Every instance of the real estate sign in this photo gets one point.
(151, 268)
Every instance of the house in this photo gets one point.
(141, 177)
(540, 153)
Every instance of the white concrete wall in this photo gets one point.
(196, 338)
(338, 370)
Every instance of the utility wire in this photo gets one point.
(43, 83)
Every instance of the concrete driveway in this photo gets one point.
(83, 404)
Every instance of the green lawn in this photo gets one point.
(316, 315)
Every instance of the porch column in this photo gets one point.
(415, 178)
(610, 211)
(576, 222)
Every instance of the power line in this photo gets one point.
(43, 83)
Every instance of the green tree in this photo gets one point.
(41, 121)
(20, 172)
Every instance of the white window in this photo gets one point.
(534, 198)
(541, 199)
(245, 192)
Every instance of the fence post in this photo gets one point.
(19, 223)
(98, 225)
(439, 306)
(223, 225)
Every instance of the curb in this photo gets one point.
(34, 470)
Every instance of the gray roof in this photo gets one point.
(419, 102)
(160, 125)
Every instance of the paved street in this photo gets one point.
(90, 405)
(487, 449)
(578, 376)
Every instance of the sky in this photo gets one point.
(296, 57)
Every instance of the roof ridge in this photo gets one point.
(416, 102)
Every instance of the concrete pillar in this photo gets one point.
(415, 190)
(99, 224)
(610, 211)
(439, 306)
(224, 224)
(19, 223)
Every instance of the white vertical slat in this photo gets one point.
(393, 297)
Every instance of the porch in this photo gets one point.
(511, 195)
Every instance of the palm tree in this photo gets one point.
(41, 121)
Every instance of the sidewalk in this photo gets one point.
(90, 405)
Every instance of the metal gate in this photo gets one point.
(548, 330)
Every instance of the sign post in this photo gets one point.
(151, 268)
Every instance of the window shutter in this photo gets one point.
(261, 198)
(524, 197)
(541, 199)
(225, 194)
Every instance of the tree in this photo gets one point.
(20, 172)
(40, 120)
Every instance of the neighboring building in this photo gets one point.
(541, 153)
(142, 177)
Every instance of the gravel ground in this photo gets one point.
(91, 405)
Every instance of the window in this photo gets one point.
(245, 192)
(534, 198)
_____
Format every entry above as a numbered list, one item per line, with blank lines left out.

TASK RESULT>
1. Every instance of the real estate sign in this photo gets one point.
2. (151, 268)
3. Every instance of the house in this photo gets one point.
4. (141, 177)
5. (540, 153)
6. Every instance of the white concrete wall in this photo gets one point.
7. (196, 338)
8. (338, 370)
9. Every instance of the utility wire in this photo gets one point.
10. (43, 83)
11. Every instance of the concrete driveway in this photo gets one point.
12. (83, 404)
13. Every instance of the green lawn in this photo gets one point.
14. (316, 315)
15. Every instance of the porch column in this photo gets one point.
16. (415, 178)
17. (610, 211)
18. (576, 222)
19. Every instance of the power line in this photo gets one point.
20. (43, 83)
21. Every instance of the green tree in this photo gets one point.
22. (41, 121)
23. (20, 172)
24. Every instance of the white window in this photo gets one point.
25. (534, 198)
26. (541, 199)
27. (245, 192)
28. Every instance of the fence post in this photo gets one point.
29. (19, 223)
30. (98, 225)
31. (439, 306)
32. (223, 225)
33. Every instance of the curb in this photo gets one point.
34. (34, 470)
35. Every instance of the gray roof in this photo gets one point.
36. (419, 102)
37. (160, 125)
38. Every instance of the paved street in this photo gets one point.
39. (90, 405)
40. (487, 449)
41. (578, 376)
42. Every instance of the sky in this photo gets one point.
43. (296, 57)
44. Every instance of the roof ridge in this photo gets one point.
45. (416, 102)
46. Every instance of the concrete pillar in this photo gets one point.
47. (415, 190)
48. (99, 224)
49. (610, 211)
50. (439, 306)
51. (224, 224)
52. (19, 223)
53. Every instance of the white vertical slat in this photo gets one point.
54. (393, 297)
55. Every instance of the porch in this photo gets one point.
56. (511, 195)
57. Every instance of the palm tree in this photo gets one point.
58. (41, 121)
59. Every instance of the sidewalk in this photo gets one point.
60. (90, 405)
61. Every instance of the metal gate in this photo gets one point.
62. (548, 330)
63. Every instance of the sign post in this photo gets one point.
64. (151, 268)
65. Every instance of the window shutter in this photo gets one point.
66. (261, 198)
67. (524, 197)
68. (541, 199)
69. (225, 194)
70. Every instance of the tree in this photo gets one point.
71. (20, 172)
72. (40, 120)
73. Every instance of the neighboring building in this photo gets one point.
74. (541, 153)
75. (142, 177)
76. Every instance of the gravel ground in this photo gets one point.
77. (91, 405)
78. Every instance of the window in this photo gets one point.
79. (245, 192)
80. (534, 198)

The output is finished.